== DATA TO EXAMINE ==
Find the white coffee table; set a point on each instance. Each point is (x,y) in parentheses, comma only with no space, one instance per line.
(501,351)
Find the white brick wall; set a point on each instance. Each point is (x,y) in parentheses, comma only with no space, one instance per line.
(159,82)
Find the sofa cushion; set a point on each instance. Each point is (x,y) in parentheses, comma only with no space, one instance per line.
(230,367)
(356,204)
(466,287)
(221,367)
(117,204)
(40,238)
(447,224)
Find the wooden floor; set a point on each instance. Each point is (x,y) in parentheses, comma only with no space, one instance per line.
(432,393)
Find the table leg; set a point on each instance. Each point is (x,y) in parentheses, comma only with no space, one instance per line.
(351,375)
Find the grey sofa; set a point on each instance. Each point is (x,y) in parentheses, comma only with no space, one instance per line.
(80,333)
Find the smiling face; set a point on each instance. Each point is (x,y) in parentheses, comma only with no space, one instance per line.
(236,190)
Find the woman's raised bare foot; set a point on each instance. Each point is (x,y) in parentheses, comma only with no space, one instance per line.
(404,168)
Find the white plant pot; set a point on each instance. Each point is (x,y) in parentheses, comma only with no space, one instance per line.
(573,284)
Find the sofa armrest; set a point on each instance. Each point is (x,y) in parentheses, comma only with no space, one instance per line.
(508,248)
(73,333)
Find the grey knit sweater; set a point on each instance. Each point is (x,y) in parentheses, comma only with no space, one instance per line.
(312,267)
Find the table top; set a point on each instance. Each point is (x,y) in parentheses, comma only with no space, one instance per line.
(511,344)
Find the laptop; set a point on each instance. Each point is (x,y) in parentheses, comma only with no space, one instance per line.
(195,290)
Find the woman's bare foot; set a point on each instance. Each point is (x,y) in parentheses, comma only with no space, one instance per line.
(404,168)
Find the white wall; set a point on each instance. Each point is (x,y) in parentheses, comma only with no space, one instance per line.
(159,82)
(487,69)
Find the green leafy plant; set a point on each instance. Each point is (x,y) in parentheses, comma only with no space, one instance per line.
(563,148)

== ASSIGNMENT ==
Exactly as they stand, repeat all the records.

== WRITTEN RESPONSE ==
Find the white coffee table; set a point on each instance. Each point is (x,y) in parentheses, comma only with no space, one instance per line.
(501,351)
Find the white brick wall; set a point on each instance. Each point is (x,y) in parentheses, comma only with no space, one instance per line.
(159,82)
Find the sofa cushion; set a point on each instance. Each point is (x,y) in parentheses, comma only with no space, one instance per line.
(230,367)
(356,204)
(466,287)
(221,367)
(117,204)
(40,238)
(447,224)
Find the wooden floor; set a point on each instance. Each point is (x,y) in parentheses, comma only with no space, one instance per line.
(432,393)
Find the table leg; set a point on each instance. Each point is (x,y) in parentheses, comma only with no space, one instance per line.
(351,375)
Find the grey sofa; set a point on each instance. Each point is (x,y) in parentheses, comma only with no space, one instance per line.
(80,333)
Find the smiling face; set a point on each instance. Each point is (x,y) in parentheses, comma only with no space, one instance per line.
(236,190)
Find the woman's raised bare foot; set a point on each instance. Each point is (x,y) in parentheses, comma only with no space, one instance per line.
(404,168)
Find the white plant pot; set a point on each instance. Each point is (x,y) in parentheses, comma only with no space, one instance per line.
(573,284)
Find the sofa armrest; set a point on each instance. Each point is (x,y) in parentheses, comma only with no space, one instance per line.
(508,248)
(73,333)
Find the grey knit sweater; set a point on each instance. Each point is (x,y) in parentheses, comma only with no space, one instance per line.
(312,267)
Find the table top; set a point on each instance. Each point is (x,y) in parentheses, comma only with no space, one instance per line.
(511,344)
Find the laptop; set a point on each instance. Each point is (x,y) in parentheses, comma only with no space, one instance per line.
(195,290)
Find the woman's bare foot; set a point on each instance. Each point is (x,y) in parentheses, comma only with no space, one instance per line.
(404,168)
Find the white wall; set a point on each instance. Each point is (x,y) in parentheses, comma only with no space, one instance per line.
(159,82)
(487,69)
Find the green leafy plant; set a point on each instance. Each point is (x,y) in parentheses, comma only with no space, one instance per line.
(563,148)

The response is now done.